### Document text ###

I have known Fr Patrick (Pat) O’Shea for a long time and I feel privileged to be asked to write this tribute to him as he celebrates 50 years of Columban missionary priesthood.
Fr Pat hails from a beautiful part of Ireland, the town of Naas in the county of Kildare. He was born in Trim, Co. Meath. The family moved to Naas in 1960. Fr Pat is particularly close to his family and remembers family anniversaries and keeps in touch with them. He went to the Christian Brothers school in Naas.
In 1967 he entered the formation program for Columban missionary priesthood at St Columban’s College, Dalgan, County Meath, Ireland. There were 33 in his class. In 1974 he was among the 12 who were ordained. He was ordained in Naas parish church on October 27, 1974.
Fr Pat was one of six members of his class appointed to the Philippines. He was assigned to Mindanao where he lived and worked from 1975 to 1978.

###

### Instructions
[1] Reproduce the passage of the tribute to Fr Pat O'Shea starting with "I have known" and going on through "school in Naas.".
[2] Write the next part of the tribute to Fr Pat O'Shea, picking up after its final sentence.

### Entries supplied ###

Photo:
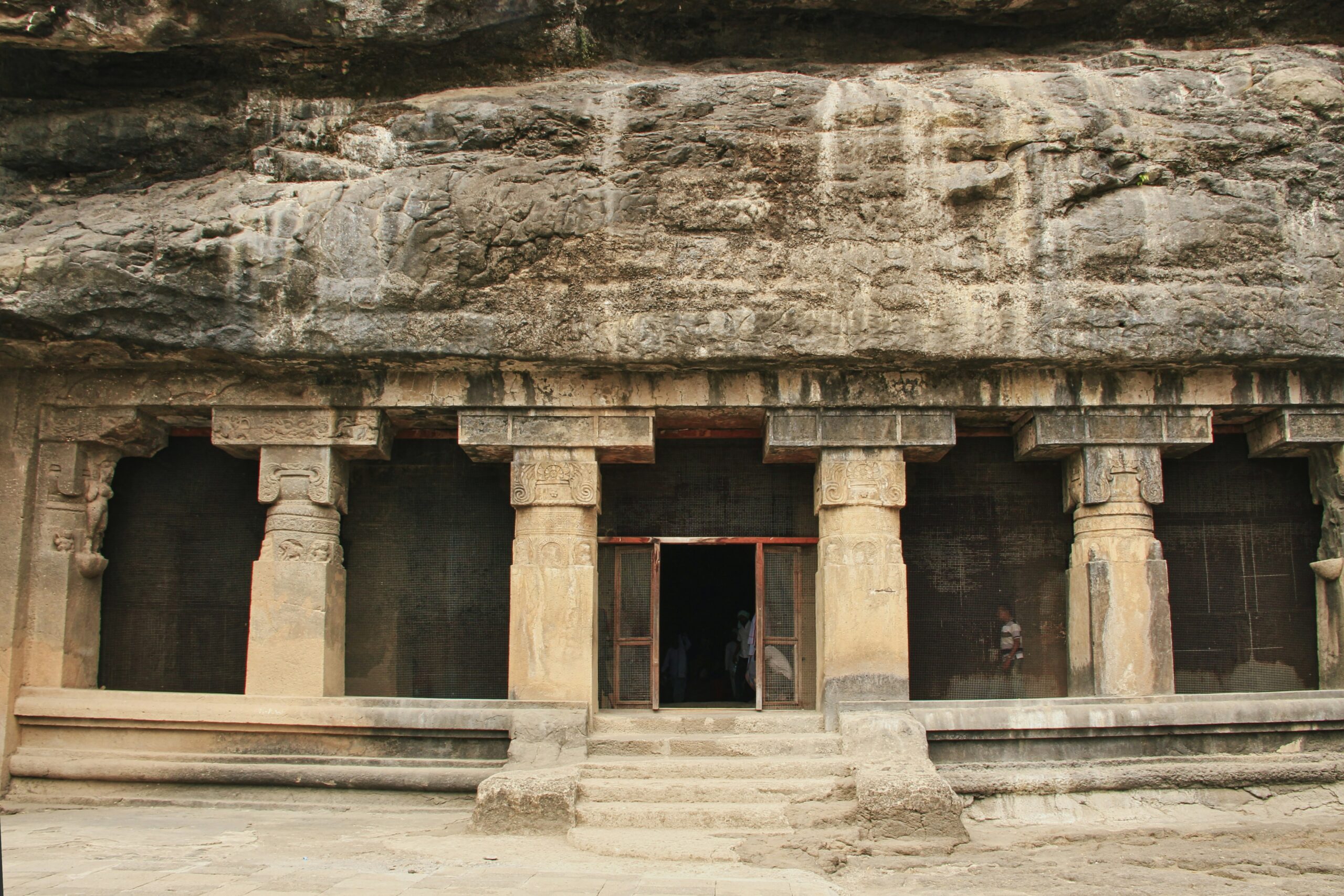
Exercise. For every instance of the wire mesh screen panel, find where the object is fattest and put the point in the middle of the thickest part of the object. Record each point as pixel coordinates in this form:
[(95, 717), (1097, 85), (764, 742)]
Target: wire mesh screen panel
[(982, 531), (807, 678), (707, 488), (428, 550), (183, 530), (1238, 536), (783, 568), (625, 625)]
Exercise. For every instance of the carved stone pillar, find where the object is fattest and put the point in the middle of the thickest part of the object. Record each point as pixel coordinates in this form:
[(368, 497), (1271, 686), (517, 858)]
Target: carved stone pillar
[(296, 638), (77, 457), (553, 581), (555, 489), (1319, 436), (862, 575), (1120, 640), (863, 625)]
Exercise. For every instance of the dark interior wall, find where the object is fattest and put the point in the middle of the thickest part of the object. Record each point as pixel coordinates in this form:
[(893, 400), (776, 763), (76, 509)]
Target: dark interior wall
[(982, 530), (428, 549), (183, 530), (707, 488), (1238, 536)]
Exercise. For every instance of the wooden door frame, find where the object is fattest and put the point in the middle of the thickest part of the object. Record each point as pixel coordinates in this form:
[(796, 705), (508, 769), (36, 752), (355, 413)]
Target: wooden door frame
[(656, 606)]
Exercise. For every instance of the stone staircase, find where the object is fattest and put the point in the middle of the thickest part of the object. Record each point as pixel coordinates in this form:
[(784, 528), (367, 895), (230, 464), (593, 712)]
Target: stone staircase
[(697, 785)]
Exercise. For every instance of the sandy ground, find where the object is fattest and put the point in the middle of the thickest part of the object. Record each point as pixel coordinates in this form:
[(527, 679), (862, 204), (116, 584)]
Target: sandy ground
[(237, 852)]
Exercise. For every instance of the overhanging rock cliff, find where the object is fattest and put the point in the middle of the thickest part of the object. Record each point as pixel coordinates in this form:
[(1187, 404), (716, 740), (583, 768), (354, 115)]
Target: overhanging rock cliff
[(1128, 207)]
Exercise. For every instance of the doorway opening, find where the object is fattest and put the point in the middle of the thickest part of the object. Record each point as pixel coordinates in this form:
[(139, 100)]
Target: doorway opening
[(704, 592)]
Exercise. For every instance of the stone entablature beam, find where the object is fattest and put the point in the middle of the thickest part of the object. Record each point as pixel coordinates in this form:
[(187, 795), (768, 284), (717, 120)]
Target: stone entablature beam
[(1319, 436), (78, 453), (296, 638), (799, 436), (1120, 641), (616, 436)]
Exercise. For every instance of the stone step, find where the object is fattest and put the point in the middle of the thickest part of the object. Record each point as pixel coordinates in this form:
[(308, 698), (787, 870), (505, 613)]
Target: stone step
[(722, 817), (777, 767), (634, 842), (707, 722), (660, 745), (718, 790)]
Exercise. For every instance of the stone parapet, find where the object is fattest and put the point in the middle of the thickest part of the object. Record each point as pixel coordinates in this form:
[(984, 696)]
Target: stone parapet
[(1058, 433), (1295, 431), (353, 433), (616, 436), (799, 436)]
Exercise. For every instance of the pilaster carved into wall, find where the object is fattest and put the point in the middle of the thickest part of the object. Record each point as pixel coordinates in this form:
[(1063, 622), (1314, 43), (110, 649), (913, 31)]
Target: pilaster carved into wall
[(846, 483), (1101, 473), (555, 484), (1327, 467), (362, 433)]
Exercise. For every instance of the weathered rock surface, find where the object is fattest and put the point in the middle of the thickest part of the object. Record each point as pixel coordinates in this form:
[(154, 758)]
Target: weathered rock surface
[(1135, 207)]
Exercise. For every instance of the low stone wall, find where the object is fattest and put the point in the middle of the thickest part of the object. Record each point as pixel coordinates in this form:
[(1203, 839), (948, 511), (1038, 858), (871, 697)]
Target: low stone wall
[(371, 743), (1090, 729)]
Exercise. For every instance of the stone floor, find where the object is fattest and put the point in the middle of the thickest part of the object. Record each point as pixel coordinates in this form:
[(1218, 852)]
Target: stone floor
[(258, 852)]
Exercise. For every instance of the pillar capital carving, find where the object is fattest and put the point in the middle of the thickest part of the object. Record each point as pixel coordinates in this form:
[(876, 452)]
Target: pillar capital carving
[(1121, 473), (1174, 431), (353, 433), (617, 436), (128, 430), (860, 477), (303, 473), (554, 479), (799, 436), (1295, 431)]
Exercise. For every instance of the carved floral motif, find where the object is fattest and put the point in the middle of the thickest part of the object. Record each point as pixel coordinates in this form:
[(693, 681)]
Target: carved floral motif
[(860, 483), (1101, 473), (554, 484)]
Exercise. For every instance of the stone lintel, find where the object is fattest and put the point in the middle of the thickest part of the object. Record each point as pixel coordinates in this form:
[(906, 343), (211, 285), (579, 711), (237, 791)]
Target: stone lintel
[(1175, 431), (799, 436), (1294, 431), (618, 436), (353, 431), (125, 429)]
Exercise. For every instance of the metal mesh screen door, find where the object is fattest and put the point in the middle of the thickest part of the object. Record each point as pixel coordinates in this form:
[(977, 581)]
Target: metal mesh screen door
[(785, 586), (982, 530), (428, 550), (183, 530), (1238, 536), (628, 621)]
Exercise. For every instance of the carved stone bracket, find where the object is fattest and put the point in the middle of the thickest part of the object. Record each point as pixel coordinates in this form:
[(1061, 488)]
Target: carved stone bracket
[(855, 480), (354, 433), (1101, 473), (80, 453), (1058, 433), (1296, 431), (554, 483), (799, 436), (618, 436)]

###

### Results for the exercise
[1]
I have known Fr Patrick (Pat) O’Shea for a long time and I feel privileged to be asked to write this tribute to him as he celebrates 50 years of Columban missionary priesthood.
Fr Pat hails from a beautiful part of Ireland, the town of Naas in the county of Kildare. He was born in Trim, Co. Meath. The family moved to Naas in 1960. Fr Pat is particularly close to his family and remembers family anniversaries and keeps in touch with them. He went to the Christian Brothers school in Naas.

[2]
From 1978 to 1979 he did a course in clinical pastoral education in the United States. A spell in the parish of Chester in England followed. Then he returned to the Philippines. From 1982-86 he worked with the Presentation Sisters in Ireland conducting youth retreats. In 1986 he was assigned to the mission unit of Jamaica.
In 1987 he was on the Faith and Justice team which conducted a multi-faceted program run by the Columban Justice and Peace Office. This program was held at the retreat centre of the Sisters of Sion, Bellinter House, Ireland.
From 1988-89, Fr Pat studied at the Jesuit School of Theology in Berkeley, California, USA. He eventually acquired an MA in mission spirituality.
Fr Pat was next assigned to the staff of the Columban Mission Institute (CMI) at St Columban’s College, North Turramurra, Sydney, Australia, to teach Mission Spirituality. He was there from 1991 to 2000. I joined him on the staff of CMI in 1993.
When CMI underwent significant changes in 1996, Fr Pat took the opportunity to become involved for six years in school chaplaincy work in Sydney. These were among the most enjoyable years in his 50 years of priesthood.
From 1995 to 2000, Fr Pat and I were responsible for the Columban priest formation program. During those years five students took part in this program but only one was ordained.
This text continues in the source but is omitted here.